___ Dane wejściowe

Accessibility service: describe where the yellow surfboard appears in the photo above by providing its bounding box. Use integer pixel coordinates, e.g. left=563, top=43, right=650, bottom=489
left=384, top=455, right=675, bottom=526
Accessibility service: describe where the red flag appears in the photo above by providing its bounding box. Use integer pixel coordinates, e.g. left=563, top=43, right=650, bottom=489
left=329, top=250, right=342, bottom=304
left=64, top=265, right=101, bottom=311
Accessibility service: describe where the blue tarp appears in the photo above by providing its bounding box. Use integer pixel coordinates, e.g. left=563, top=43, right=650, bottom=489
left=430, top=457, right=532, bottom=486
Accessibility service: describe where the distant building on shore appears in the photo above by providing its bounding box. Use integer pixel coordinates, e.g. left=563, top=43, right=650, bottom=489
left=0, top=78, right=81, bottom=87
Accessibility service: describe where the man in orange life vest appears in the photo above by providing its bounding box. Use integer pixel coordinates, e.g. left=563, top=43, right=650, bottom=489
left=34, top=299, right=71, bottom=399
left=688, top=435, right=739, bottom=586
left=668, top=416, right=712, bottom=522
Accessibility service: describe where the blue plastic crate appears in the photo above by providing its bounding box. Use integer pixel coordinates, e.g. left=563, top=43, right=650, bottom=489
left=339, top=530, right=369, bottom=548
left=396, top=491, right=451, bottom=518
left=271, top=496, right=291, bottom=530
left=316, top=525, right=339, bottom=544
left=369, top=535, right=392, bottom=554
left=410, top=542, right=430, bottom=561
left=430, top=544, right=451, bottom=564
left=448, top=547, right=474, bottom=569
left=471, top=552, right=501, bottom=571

______

**Cel zadania:**
Przekształć w listę JSON złożoną z napisów wiersze od tego, który zawiera „Accessibility service: describe where the blue plastic”, aż do ostatniego wiersza włącznie, po jednym napisie na każdy wiersz. Puste wiersze pomiń.

**Wynik:**
[
  "Accessibility service: describe where the blue plastic crate appears in the photo above by providing its bounding box. Use integer pixel coordinates, e.g. left=563, top=43, right=650, bottom=489",
  "left=339, top=530, right=369, bottom=548",
  "left=396, top=491, right=451, bottom=518",
  "left=271, top=496, right=291, bottom=530",
  "left=316, top=525, right=339, bottom=544",
  "left=369, top=535, right=392, bottom=554",
  "left=410, top=542, right=430, bottom=561",
  "left=430, top=544, right=451, bottom=564",
  "left=448, top=547, right=474, bottom=569",
  "left=471, top=552, right=501, bottom=571"
]